Task to complete — Continue the piece on Fanni Niemi-Junkola's video installation at Restaurant Mathilde from the point at which it ends.

Document segment —
Projects 1998
Videoinstallation by Fanni Niemi Junkola
19 Aug 6 Sep 1998
Restaurant Mathilde
Helsinki Railway Station
During the Helsinki Festival, NIFCA presented a work by Fanni Niemi-Junkola at Restaurant Mathilde, Central Railway Station. "Untitled -96-97" by Fanni Niemi-Junkola (FIN) is a 4-monitor video installation, which shows a fight between two women in and outside a subway in Helsinki, and the reactions of nassers-by. The work addresses the experience of urban space.
About Fanni Niemi-Junkola's exhibition at Mathilda Restaurant, Central Railway Station, Helsinki (staged as part of the 'Night of the Arts', August 19 September 6)
Fight-Untitled 95-97 is the title of Niemi-Junkola's video installation at Mathilda Restaurant. It portrays a fight between two women in and outside a subway in Helsinki, and the responses of passers-by. One way to talk about this work would be to say that it deals with ambiguous behaviour in a public space. The fights are staged - in the presence of the cameras filming the event - and at the same time real, showing all the signs of a violent physical encounter. The responses of passers-by, whose faces betray curiosity, excitement or indifference, are of a direct nature, but they are mitigated by the awareness that what they're looking at is fiction.
In recent years, much has been said about changes in the way we relate to public space (read: urban space). The American sociologist Richard Sennett has remarked that in many cities of today one finds an increasing amount of "dead space". The communal life that used to be lived outdoors has withdrawn into the interior of private apartments. When people gather in the open air, they no longer do this to engage in a dialogue, says Sennett. Does Niemi-Junkola's work pose this problem? Is it concerned with the sense of isolation people experience in urban space? What does the artist want to tell?

Material provided —

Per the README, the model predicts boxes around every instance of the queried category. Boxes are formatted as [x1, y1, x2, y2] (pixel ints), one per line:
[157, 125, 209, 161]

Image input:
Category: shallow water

Response —
Niemi-Junkola has said that Fight-Untitled 95-97 is about making space. Making space is a physical operation; it is also a metaphor for (the desire of) producing a mental space of one's own. Such an existential interpretation of the work is relevant, if only in view of the physical involvement of the artist, who is one of the women fighting. Niemi-Junkola has said this was a means to control what happens during the fight. But her physical engagement also denotes an artistic attitude, in which existential motifs are central. Niemi-Junkola has made a work which highlights a crucial aspect of life: the necessity to create space for oneself, with and - consequently? - at the cost of others.
The existential motifs which the work brings to the fore are reminiscent of performance art from the 1970s, where bodies entered arenas, engaging in physical tests watched by an audience. In the art of the 1990s, motifs from historical performances have surfaced in work which in a more reflective way explores the facts of life. Niemi-Junkola's video-installation is an example of this tendency. In the works she has made since Fight-Untitled 95-97; Pro-Boxers, Giants and Pauliina (all from 1998), the idea of the arena is further explored through interviews with boxers, who are asked what they feel before entering the ring; through a mythical struggle between two women on an island, and through the depiction of a performance by a nightclub dancer.
The Swiss critic Ulrich Loock has characterised Niemi-Junkola's work by connecting it to the notion of sculpture as a place in Minimal Art: "By intruding into the sculptural paradigm of Minimal Art through the staging of a violent action, Niemi-Junkola is able to turn the creation of a place from a formal to a (gender) specific matter." Loock argues that in Niemi-Junkola s work, places are constructed with a psychological rather than a formal sculptural significance. But her artistic intention can be explained by going back even further into art history, because it reflects a desire not only confined to our day and age - a wish which around 1970 was phrased by the artist David Medalla as follows: "I dream of the day on which I will create sculptures who breath, laugh, cough and walk like shadows among men."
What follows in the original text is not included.